┌─ MATERIAL FOR THE TASK

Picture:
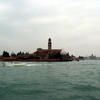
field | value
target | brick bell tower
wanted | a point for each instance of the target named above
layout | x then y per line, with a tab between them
49	44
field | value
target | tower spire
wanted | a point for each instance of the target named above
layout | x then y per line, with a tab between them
49	44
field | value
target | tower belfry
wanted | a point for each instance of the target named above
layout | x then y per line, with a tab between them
49	44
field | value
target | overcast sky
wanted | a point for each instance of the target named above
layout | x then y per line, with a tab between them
73	25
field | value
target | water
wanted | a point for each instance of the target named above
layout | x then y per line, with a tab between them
50	81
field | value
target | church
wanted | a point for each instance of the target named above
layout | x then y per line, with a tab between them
48	53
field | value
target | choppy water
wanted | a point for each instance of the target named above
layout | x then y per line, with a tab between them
50	81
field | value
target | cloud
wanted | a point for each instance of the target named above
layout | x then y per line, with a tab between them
72	24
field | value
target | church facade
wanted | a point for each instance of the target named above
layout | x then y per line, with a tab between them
48	53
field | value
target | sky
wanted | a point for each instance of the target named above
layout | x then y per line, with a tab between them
73	25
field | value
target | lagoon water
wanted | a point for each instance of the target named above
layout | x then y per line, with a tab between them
50	81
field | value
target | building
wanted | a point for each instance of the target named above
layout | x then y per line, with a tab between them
48	53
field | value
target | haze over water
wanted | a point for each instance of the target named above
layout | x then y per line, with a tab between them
50	81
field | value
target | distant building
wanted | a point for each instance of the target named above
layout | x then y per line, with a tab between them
48	53
92	57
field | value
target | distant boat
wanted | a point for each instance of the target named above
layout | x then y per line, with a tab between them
14	64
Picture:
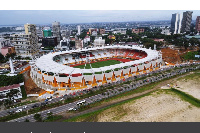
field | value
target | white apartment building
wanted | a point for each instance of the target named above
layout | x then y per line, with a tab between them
26	44
79	29
176	23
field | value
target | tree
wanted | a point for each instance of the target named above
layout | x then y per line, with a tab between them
27	120
2	58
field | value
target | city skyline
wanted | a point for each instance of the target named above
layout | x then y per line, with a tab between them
15	17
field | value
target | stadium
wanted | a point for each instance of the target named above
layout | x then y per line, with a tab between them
86	68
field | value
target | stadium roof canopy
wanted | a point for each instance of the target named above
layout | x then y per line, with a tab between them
46	63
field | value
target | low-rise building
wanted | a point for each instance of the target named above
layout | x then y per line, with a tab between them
7	50
166	32
86	39
7	89
101	31
78	44
136	31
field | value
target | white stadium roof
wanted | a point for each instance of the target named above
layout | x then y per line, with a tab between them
46	63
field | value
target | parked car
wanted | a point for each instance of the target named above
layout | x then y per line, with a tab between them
24	107
35	105
19	110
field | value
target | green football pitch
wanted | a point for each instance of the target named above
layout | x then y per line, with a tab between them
99	64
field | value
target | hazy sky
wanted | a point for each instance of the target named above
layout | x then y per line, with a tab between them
10	17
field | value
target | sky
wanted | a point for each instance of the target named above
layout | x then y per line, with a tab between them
11	17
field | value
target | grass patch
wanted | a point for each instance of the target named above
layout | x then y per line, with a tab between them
194	76
98	64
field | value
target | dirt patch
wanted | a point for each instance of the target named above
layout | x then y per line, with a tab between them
190	85
158	107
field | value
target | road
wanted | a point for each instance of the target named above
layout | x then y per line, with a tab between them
98	97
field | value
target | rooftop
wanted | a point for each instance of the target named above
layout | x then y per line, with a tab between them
9	87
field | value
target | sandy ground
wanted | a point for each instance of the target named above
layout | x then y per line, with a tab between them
158	107
190	86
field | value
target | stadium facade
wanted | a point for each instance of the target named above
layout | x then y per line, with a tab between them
56	68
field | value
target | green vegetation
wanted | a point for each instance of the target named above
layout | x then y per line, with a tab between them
10	80
48	48
194	76
99	64
191	55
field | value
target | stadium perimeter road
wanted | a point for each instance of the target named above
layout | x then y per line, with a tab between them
62	109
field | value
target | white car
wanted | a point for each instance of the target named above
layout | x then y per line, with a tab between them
70	109
19	110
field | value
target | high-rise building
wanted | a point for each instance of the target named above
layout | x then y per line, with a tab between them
79	29
197	27
186	21
26	44
47	32
176	23
56	30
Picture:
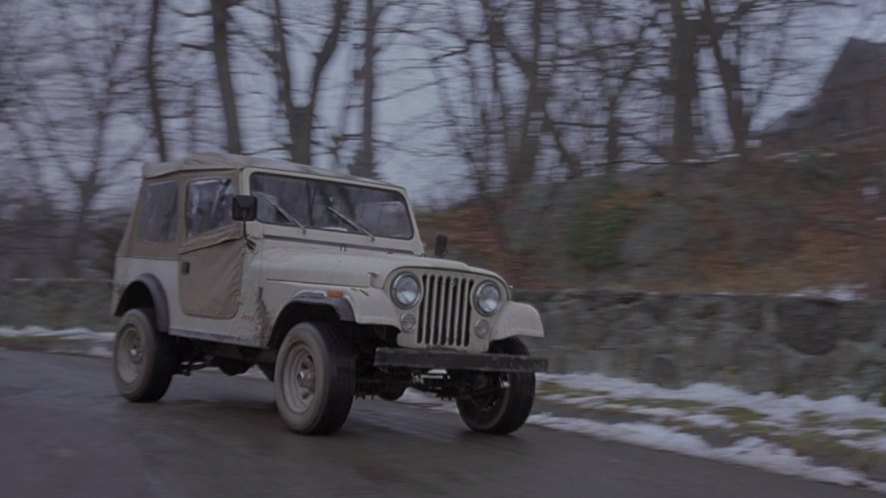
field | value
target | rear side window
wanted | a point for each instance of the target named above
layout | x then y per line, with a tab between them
158	216
209	205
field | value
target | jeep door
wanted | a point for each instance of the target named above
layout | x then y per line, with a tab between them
211	258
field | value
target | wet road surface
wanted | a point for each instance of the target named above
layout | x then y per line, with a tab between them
65	432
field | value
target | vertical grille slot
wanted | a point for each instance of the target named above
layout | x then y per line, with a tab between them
445	310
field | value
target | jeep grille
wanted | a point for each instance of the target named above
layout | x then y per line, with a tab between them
445	312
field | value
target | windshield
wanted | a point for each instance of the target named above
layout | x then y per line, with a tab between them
328	205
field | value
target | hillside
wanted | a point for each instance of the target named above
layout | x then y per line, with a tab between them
807	220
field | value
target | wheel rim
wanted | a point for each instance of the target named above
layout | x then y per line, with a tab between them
300	384
130	355
490	400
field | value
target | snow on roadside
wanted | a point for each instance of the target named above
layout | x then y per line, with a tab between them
788	409
696	404
77	340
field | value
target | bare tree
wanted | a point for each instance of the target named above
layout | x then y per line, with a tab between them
154	102
76	121
219	12
300	119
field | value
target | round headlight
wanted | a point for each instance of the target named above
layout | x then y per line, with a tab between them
487	298
406	290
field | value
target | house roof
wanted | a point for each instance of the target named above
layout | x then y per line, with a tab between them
232	162
860	61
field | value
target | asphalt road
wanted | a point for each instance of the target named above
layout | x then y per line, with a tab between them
65	432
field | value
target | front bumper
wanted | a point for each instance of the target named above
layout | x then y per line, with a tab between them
455	360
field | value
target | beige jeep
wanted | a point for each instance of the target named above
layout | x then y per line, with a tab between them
321	281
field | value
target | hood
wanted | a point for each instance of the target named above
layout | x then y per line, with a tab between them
351	268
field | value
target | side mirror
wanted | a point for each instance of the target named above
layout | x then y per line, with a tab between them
244	208
440	246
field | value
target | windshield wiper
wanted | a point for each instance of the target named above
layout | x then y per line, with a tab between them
285	213
353	224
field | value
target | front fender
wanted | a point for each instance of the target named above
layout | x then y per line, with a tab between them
517	319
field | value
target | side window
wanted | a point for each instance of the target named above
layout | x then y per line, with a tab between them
208	205
157	222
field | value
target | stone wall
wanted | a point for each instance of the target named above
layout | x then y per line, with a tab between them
817	347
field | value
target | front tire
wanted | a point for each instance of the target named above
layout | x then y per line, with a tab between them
504	405
314	378
144	358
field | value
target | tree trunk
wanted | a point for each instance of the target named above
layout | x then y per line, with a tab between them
153	92
283	73
365	162
683	82
730	76
223	73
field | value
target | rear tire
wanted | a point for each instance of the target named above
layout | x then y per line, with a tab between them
499	409
144	358
315	378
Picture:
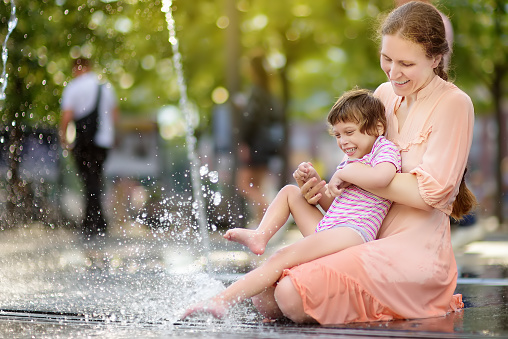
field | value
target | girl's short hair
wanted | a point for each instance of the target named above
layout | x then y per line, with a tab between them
361	107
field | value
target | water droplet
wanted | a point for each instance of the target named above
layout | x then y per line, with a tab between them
214	176
217	198
203	170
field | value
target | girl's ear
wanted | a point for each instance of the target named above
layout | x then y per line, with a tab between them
437	60
380	128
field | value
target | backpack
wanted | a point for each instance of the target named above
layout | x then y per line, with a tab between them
86	127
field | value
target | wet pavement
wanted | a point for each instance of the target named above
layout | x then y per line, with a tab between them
142	281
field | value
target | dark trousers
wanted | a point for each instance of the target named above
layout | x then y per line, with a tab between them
90	163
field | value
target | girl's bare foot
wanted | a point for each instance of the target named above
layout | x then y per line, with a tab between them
216	309
253	239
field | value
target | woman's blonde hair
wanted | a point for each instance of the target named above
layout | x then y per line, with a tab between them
421	24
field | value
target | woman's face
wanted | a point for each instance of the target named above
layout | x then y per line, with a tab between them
406	65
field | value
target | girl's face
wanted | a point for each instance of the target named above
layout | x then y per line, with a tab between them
353	142
406	65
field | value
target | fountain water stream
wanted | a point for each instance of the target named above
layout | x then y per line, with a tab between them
198	205
13	21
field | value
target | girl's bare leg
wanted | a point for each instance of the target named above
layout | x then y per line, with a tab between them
309	248
288	201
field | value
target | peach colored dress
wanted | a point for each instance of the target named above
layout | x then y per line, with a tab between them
409	271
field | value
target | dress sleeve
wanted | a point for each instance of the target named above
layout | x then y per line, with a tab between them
448	145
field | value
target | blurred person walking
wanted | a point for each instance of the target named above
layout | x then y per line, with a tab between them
93	107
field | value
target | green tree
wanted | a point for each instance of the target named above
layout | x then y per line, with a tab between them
481	67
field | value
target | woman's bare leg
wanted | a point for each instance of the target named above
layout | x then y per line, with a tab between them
288	201
258	280
289	302
266	304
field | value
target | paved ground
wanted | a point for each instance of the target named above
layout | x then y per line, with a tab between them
142	280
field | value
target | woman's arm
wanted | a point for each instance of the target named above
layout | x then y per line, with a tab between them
403	188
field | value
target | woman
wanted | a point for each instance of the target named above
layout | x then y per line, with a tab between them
410	271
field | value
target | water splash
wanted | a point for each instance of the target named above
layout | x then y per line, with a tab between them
190	138
13	21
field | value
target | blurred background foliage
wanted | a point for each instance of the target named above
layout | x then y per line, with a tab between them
317	49
321	47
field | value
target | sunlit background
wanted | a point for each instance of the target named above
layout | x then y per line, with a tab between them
316	49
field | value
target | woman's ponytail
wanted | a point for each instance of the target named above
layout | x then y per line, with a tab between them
465	200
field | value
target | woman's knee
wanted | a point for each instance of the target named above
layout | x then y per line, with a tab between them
290	302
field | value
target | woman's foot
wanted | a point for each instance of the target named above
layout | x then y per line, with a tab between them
216	309
253	239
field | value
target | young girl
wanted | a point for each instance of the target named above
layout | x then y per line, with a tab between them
358	123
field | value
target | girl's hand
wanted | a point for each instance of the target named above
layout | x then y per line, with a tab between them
311	190
336	185
304	172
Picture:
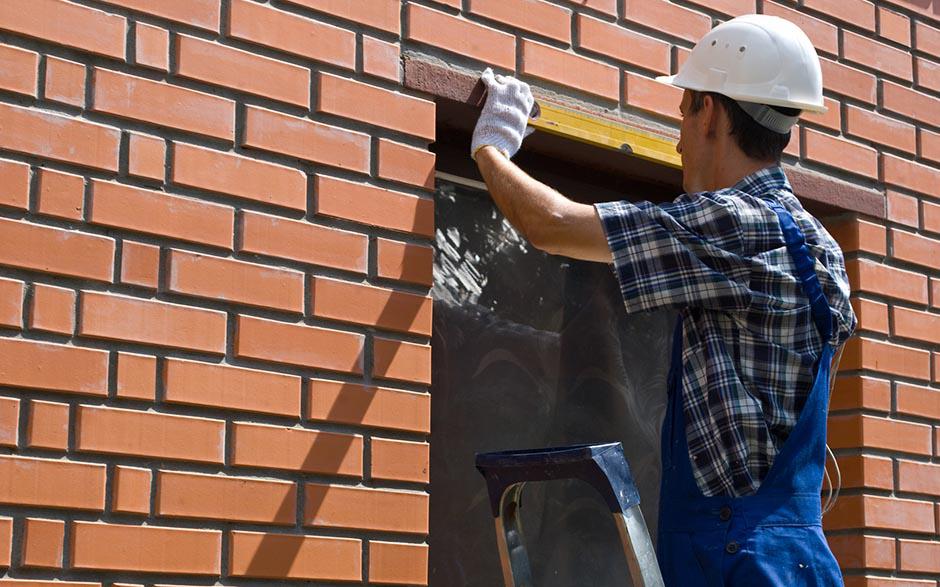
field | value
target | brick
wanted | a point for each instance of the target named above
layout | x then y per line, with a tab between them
131	490
916	477
461	37
140	264
535	16
136	377
234	281
623	45
399	460
14	184
52	310
6	541
928	38
860	431
405	261
198	13
928	74
404	361
60	194
149	434
48	425
371	306
336	506
885	513
53	136
290	33
913	248
872	316
65	81
868	276
866	472
291	556
568	69
931	217
824	35
651	96
406	164
295	449
65	23
883	58
233	388
349	403
375	206
832	119
886	358
146	156
916	325
306	139
240	70
145	549
162	104
11	303
240	499
911	103
665	17
152	322
881	129
19	70
239	176
918	401
402	564
858	551
162	214
840	153
857	392
848	81
894	26
858	12
303	242
296	344
43	543
919	556
9	423
854	234
39	482
902	208
40	365
929	145
377	106
152	46
381	59
380	14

└─

» WORK INSTRUCTIONS: Pull out every line above that contains the string "building", matching case exactly.

» RESPONSE TO THIS EXERCISE:
target | building
target | distant building
target | white apartment building
target | low-rise building
target | high-rise building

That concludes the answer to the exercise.